▸ **Lesetext**

Das Proteasom als Recycling-Anlage zerkleinert nicht nur ausgediente oder beschädigte Proteine (wie z.B. falsch gefaltete Proteine oder nicht funktionsfähige Proteine). Die dabei entstehenden Peptide können auch als Bausteine für neue Proteine verwendet oder an die Zelloberfläche gebracht werden, wo sie als „Signalflaggen“ für das Immunsystem dienen. Bestimmte Zellen unserer Immunabwehr prüfen, ob diese körpereigen oder fremd sind. „Anhand der unbekannten Peptide erkennen sie: Hier stimmt etwas nicht! Immunzellen können so zwischen gesunden und infizierten oder krebsartigen Zellen unterscheiden“, erklärt Juliane Liepe, Forschungsgruppenleiterin am Max Plack Institut für Multidisziplinäre Naturwissenschaften. Das Immunsystem kann anschließend die befallenen Zellen oder Krebszellen zerstören.
Gespleißte Tumorpeptide für Immuntherapien nutzen?

Gespeicherte Einträge
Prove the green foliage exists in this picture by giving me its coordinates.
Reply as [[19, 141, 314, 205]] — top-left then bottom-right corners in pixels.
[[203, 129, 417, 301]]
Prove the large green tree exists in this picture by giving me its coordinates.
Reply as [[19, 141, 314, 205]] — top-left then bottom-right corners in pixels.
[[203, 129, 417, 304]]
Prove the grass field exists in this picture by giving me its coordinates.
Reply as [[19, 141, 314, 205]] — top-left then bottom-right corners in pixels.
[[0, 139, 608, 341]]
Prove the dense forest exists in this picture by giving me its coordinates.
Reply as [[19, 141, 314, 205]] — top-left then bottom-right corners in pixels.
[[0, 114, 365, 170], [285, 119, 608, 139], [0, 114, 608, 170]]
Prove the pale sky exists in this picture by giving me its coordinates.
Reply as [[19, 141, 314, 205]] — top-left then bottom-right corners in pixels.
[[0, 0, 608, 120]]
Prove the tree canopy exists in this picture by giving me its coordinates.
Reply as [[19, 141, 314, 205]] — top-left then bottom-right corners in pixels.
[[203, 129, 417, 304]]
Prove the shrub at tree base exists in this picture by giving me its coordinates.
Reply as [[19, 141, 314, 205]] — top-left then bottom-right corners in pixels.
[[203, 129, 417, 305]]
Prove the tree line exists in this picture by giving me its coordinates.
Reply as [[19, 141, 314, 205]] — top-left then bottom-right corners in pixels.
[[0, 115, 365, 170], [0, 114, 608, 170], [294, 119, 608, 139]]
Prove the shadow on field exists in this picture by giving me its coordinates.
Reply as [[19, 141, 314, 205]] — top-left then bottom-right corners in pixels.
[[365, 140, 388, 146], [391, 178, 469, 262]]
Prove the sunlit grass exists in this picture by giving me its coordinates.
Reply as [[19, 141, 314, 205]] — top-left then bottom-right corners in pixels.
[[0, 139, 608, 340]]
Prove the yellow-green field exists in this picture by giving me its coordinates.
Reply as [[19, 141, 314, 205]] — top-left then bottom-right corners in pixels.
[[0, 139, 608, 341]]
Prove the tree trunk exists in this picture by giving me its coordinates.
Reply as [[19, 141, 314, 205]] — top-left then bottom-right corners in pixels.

▸ **Pflichtaufgaben**
(1) Gib aus dem Text über das Proteasom den Abschnitt wortgetreu wieder, der mit „Das Proteasom als“ beginnt und sich bis einschließlich „für Immuntherapien nutzen?“ fortsetzt.
(2) Wozu dienen laut dem Text über das Proteasom die Peptide, die an die Zelloberfläche gebracht werden?
(3) Nimm den Text über das Proteasom wieder auf und schreibe ihn im Anschluss an seinen letzten Satz weiter.
Die Daten spielen hierfür keine Rolle.

▸ **Antwortliste**
(1)
Das Proteasom als Recycling-Anlage zerkleinert nicht nur ausgediente oder beschädigte Proteine (wie z.B. falsch gefaltete Proteine oder nicht funktionsfähige Proteine). Die dabei entstehenden Peptide können auch als Bausteine für neue Proteine verwendet oder an die Zelloberfläche gebracht werden, wo sie als „Signalflaggen“ für das Immunsystem dienen. Bestimmte Zellen unserer Immunabwehr prüfen, ob diese körpereigen oder fremd sind. „Anhand der unbekannten Peptide erkennen sie: Hier stimmt etwas nicht! Immunzellen können so zwischen gesunden und infizierten oder krebsartigen Zellen unterscheiden“, erklärt Juliane Liepe, Forschungsgruppenleiterin am Max Plack Institut für Multidisziplinäre Naturwissenschaften. Das Immunsystem kann anschließend die befallenen Zellen oder Krebszellen zerstören.
Gespleißte Tumorpeptide für Immuntherapien nutzen?

(2) Sie dienen als „Signalflaggen“ für das Immunsystem.

(3)
Allerdings zerlegt das Proteasom nicht nur Proteine zu kleineren Peptiden. Es kann auch mehrere von ihnen wieder zusammenfügen. Dieser Vorgang wird Peptid-Spleißen genannt. Eine beträchtliche Anzahl der Peptide, die dem Immunsystem präsentiert werden, sind solche gespleißten Varianten. Die Forschungsgruppe Quantitative und System-Biologie um Liepe hat sich besonders mit der Frage beschäftigt, welche gespleißten Peptide zur Immunabwehr beitragen. Daneben wird erforscht, nach welchen Regeln das Proteasom diese erzeugt. „Kennt man beispielsweise die gespleißten Tumorpeptide, die Krebszellen dem Immunsystem präsentieren, können sich diese zukünftig möglicherweise für Immuntherapien nutzen lassen. Dazu müssen wir wissen, welche spezifischen Peptide das Proteasom produziert und welche Bedeutung diese haben“, erklärt die Bioinformatikerin.
Größten bekannten Datensatz von Peptiden erzeugt
Die Forscherinnen und Forscher stellten im Laborexperiment nach, wie das Proteasom ganze Proteine abbaut. Dabei wurden auch die dabei erzeugten Peptide qualitativ und quantitativ bestimmt. Für dieses umfangreiche Projekt kooperierte das Forschungsteam eng mit Wissenschaftlern vom Francis Crick Institute und dem King’s College London (Großbritannien), der National University of Singapore sowie Teams um Stefan Becker, Ashwin Chari und Henning Urlaub am MPI. Zusammen konnten sie so den größten bekannten Datensatz von Peptiden erzeugen, die vom Proteasom unter Laborbedingungen aus Proteinen produziert werden.
Neuartige Impfstoffe gegen Krebs oder Infektionskrankheiten entwickeln?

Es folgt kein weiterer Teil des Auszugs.